*Assignment:* Across the records below, how many lines include the string "loose"? State the number and nothing more.

Segmentation mask data
------------------------------

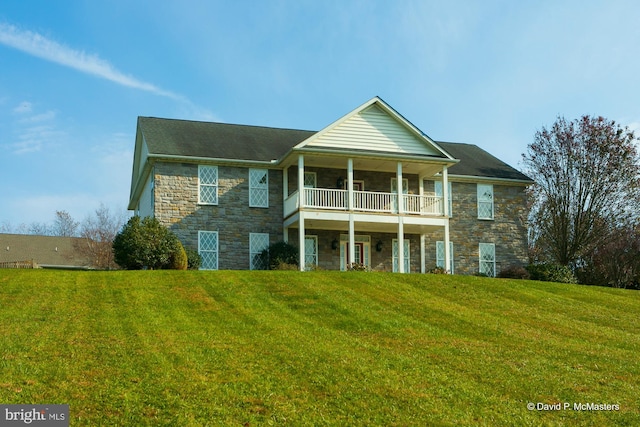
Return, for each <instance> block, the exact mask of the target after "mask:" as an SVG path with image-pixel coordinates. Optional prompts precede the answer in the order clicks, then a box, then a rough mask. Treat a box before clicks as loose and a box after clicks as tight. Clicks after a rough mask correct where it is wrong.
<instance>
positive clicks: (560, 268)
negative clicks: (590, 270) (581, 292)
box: [527, 263, 578, 283]
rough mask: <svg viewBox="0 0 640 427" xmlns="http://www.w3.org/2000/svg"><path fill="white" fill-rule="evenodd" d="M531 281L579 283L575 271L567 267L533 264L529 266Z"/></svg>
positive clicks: (544, 263) (528, 269)
mask: <svg viewBox="0 0 640 427" xmlns="http://www.w3.org/2000/svg"><path fill="white" fill-rule="evenodd" d="M527 271H528V272H529V276H530V278H531V280H540V281H543V282H558V283H578V280H577V279H576V276H575V275H574V274H573V271H571V269H570V268H569V267H567V266H566V265H557V264H552V263H542V264H531V265H528V266H527Z"/></svg>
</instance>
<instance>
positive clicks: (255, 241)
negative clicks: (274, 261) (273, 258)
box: [249, 233, 269, 270]
mask: <svg viewBox="0 0 640 427" xmlns="http://www.w3.org/2000/svg"><path fill="white" fill-rule="evenodd" d="M268 247H269V233H249V266H250V268H251V270H266V269H267V268H268V267H269V259H268V257H267V256H265V255H263V253H262V251H264V250H265V249H267V248H268Z"/></svg>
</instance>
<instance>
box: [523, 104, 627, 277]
mask: <svg viewBox="0 0 640 427" xmlns="http://www.w3.org/2000/svg"><path fill="white" fill-rule="evenodd" d="M638 141H639V140H638V138H636V136H635V135H634V132H633V131H632V130H630V129H629V128H628V127H621V126H620V125H618V124H617V123H616V122H615V121H612V120H607V119H605V118H603V117H593V116H587V115H585V116H582V117H581V118H579V119H576V120H573V121H567V120H566V119H565V118H564V117H558V118H557V120H556V122H555V123H554V124H553V125H552V126H551V127H549V128H544V127H543V128H542V129H541V130H540V131H538V132H536V134H535V136H534V138H533V142H532V143H531V144H529V145H528V147H527V152H526V153H525V154H523V164H524V167H525V170H524V172H525V173H526V174H527V175H528V176H529V177H530V178H532V179H533V180H534V181H535V184H534V185H532V186H531V187H530V188H529V217H528V220H529V248H530V261H531V263H532V264H533V265H536V264H538V265H540V264H550V265H556V266H562V267H566V268H568V269H569V270H570V271H571V272H572V273H573V274H574V275H575V277H576V279H577V281H578V282H579V283H583V284H593V285H604V286H613V287H621V288H633V289H640V209H639V208H640V157H639V153H638Z"/></svg>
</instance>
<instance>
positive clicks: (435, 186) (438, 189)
mask: <svg viewBox="0 0 640 427" xmlns="http://www.w3.org/2000/svg"><path fill="white" fill-rule="evenodd" d="M433 184H434V192H435V193H436V196H437V197H444V191H442V181H434V182H433ZM448 184H449V185H447V187H448V189H449V194H448V203H449V216H453V203H452V200H453V196H452V194H453V193H452V192H451V182H449V183H448Z"/></svg>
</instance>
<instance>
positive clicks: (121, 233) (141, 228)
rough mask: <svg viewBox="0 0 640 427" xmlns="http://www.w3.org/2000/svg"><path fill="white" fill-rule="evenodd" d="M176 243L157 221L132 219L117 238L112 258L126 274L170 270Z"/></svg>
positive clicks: (173, 239) (183, 250) (115, 242)
mask: <svg viewBox="0 0 640 427" xmlns="http://www.w3.org/2000/svg"><path fill="white" fill-rule="evenodd" d="M177 243H179V242H177V237H176V235H175V234H173V232H171V230H169V229H168V228H166V227H165V226H163V225H162V224H160V222H159V221H158V220H157V219H156V218H153V217H146V218H144V219H142V220H141V219H140V217H139V216H134V217H132V218H131V219H130V220H129V221H128V222H127V223H126V224H125V225H124V227H123V228H122V230H121V231H120V233H118V234H117V235H116V237H115V239H114V241H113V254H114V257H115V261H116V263H117V264H118V265H119V266H121V267H122V268H126V269H127V270H140V269H143V268H148V269H151V270H156V269H160V268H171V261H172V260H173V257H174V253H175V251H176V248H177V247H178V246H177ZM180 248H182V244H180ZM182 250H183V251H184V248H182ZM185 258H186V256H185Z"/></svg>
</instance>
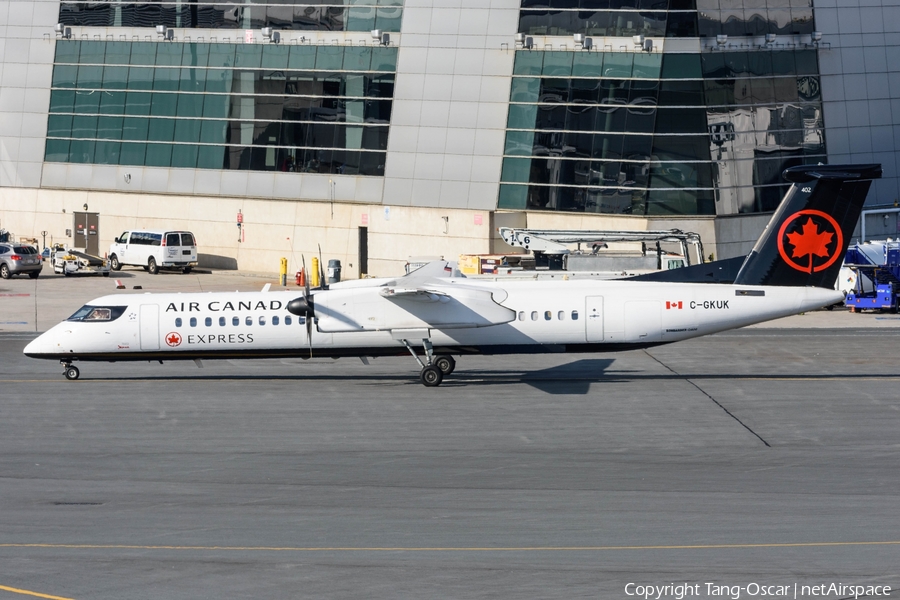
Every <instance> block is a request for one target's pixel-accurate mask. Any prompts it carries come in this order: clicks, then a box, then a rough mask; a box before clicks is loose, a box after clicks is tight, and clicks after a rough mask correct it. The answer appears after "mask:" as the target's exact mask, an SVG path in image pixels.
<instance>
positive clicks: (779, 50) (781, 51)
mask: <svg viewBox="0 0 900 600" xmlns="http://www.w3.org/2000/svg"><path fill="white" fill-rule="evenodd" d="M771 54H772V72H773V74H775V75H795V74H796V73H797V70H796V69H797V67H796V64H795V63H794V52H793V50H776V51H774V52H772V53H771Z"/></svg>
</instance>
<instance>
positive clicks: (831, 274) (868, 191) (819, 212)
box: [734, 165, 881, 288]
mask: <svg viewBox="0 0 900 600" xmlns="http://www.w3.org/2000/svg"><path fill="white" fill-rule="evenodd" d="M783 175H784V178H785V179H787V180H788V181H790V182H791V183H793V184H794V185H792V186H791V188H790V189H789V190H788V193H787V194H785V196H784V198H783V199H782V201H781V204H780V205H779V206H778V210H776V211H775V214H774V215H772V220H771V221H769V224H768V225H767V226H766V229H765V231H763V234H762V235H761V236H760V238H759V240H757V242H756V246H754V247H753V250H752V251H751V252H750V254H748V255H747V260H745V261H744V264H743V266H742V267H741V270H740V271H739V272H738V274H737V277H736V278H735V281H734V283H735V284H738V285H783V286H816V287H824V288H833V287H834V283H835V281H836V280H837V276H838V271H840V268H841V262H842V259H843V257H844V253H845V252H846V251H847V245H848V244H849V243H850V237H851V236H852V235H853V230H854V229H855V228H856V222H857V221H858V220H859V214H860V212H861V211H862V207H863V203H864V202H865V201H866V194H868V192H869V186H870V185H872V180H873V179H878V178H880V177H881V165H802V166H799V167H791V168H789V169H785V171H784V173H783Z"/></svg>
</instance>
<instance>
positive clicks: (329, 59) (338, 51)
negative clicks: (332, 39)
mask: <svg viewBox="0 0 900 600" xmlns="http://www.w3.org/2000/svg"><path fill="white" fill-rule="evenodd" d="M343 63H344V49H343V48H341V47H340V46H319V47H317V48H316V69H318V70H322V71H340V70H341V66H342V65H343Z"/></svg>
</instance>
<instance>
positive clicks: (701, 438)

------------------------------

*Response to the task:* 2